*DOCUMENT PASSAGE:*
'''
Hi,
I am running a hdfs on Amazon EC2
Say, I have a ftp server where stores some data.
I just want to copy these data directly to hdfs in a parallel way (which
maybe more efficient).
I think hadoop distcp is what I need.
But
$ bin/hadoop distcp ftp://username:passwd@hostname/some/path/
hdfs://namenode/some/path
doesn't work.
13/07/05 16:13:46 INFO tools.DistCp:
srcPaths=[ftp://username:passwd@hostname/some/path/]
13/07/05 16:13:46 INFO tools.DistCp: destPath=hdfs://namenode/some/path
Copy failed: org.apache.hadoop.mapred.InvalidInputException: Input
source ftp://username:passwd@hostname/some/path/ does not exist.
at org.apache.hadoop.tools.DistCp.checkSrcPath(DistCp.java:641)
at org.apache.hadoop.tools.DistCp.copy(DistCp.java:656)
at org.apache.hadoop.tools.DistCp.run(DistCp.java:881)
at org.apache.hadoop.util.ToolRunner.run(ToolRunner.java:65)
at org.apache.hadoop.util.ToolRunner.run(ToolRunner.java:79)
at org.apache.hadoop.tools.DistCp.main(DistCp.java:908)
I checked the path by copying the ftp path in Chrome , and the file
really exists, I can even download it.
And then, I tried to list the files under the path by:
$ bin/hadoop dfs -ls ftp://username:passwd@hostname/some/path/
It ends with:
ls: Cannot access ftp://username:passwd@hostname/some/path/: No
such file or directory.
That seems the same pb.
Any workaround here ?
Thank you in advance.
Hao.
--
Hao Ren
ClaraVista
www.claravista.fr
'''
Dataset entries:
'''
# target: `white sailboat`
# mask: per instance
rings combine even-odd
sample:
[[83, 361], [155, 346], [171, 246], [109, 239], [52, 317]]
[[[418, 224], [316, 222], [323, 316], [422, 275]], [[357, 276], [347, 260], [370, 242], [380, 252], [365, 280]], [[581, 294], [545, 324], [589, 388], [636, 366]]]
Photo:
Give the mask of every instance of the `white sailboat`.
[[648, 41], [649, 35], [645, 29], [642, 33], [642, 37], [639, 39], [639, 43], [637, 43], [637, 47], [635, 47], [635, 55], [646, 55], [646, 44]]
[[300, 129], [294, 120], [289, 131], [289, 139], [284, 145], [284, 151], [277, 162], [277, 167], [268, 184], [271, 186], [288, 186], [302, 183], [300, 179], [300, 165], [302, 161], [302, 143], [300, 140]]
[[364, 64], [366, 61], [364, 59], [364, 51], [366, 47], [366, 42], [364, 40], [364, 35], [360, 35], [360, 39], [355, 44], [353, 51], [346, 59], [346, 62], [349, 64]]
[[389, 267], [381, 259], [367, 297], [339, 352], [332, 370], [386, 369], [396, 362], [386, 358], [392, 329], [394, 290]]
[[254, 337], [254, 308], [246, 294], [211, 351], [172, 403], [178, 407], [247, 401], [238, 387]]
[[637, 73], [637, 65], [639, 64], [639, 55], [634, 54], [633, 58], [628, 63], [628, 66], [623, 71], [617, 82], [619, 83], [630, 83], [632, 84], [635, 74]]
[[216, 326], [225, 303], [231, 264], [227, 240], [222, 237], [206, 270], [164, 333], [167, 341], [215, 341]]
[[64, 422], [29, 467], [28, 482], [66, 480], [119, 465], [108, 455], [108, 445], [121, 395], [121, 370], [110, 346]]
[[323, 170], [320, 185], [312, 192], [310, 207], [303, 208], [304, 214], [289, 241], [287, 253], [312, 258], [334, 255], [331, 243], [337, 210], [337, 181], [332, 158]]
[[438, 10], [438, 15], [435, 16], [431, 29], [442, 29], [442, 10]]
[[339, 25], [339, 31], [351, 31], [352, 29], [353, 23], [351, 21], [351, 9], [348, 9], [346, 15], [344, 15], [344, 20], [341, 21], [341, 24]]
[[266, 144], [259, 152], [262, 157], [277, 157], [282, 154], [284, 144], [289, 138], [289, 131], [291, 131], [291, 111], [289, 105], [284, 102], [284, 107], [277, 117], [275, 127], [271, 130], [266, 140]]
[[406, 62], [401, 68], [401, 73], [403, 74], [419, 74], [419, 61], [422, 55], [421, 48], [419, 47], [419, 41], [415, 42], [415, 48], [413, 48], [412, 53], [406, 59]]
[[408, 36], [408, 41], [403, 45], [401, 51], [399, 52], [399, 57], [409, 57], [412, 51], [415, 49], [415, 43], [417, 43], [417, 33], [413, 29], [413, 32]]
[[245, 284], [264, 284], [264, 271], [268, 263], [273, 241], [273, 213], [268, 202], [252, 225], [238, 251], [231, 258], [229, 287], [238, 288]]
'''
*THE REQUEST:*
Answer these questions about the forum post on copying FTP data into HDFS, numbering each answer to match:
1. On what platform is the HDFS running?
2. Which exception is reported when the distcp copy fails?
3. In which browser was the FTP path checked?
These data have no connection to the forum post on copying FTP data into HDFS.

*RESPONSE TO THE EXERCISE:*
1. Amazon EC2
2. org.apache.hadoop.mapred.InvalidInputException
3. Chrome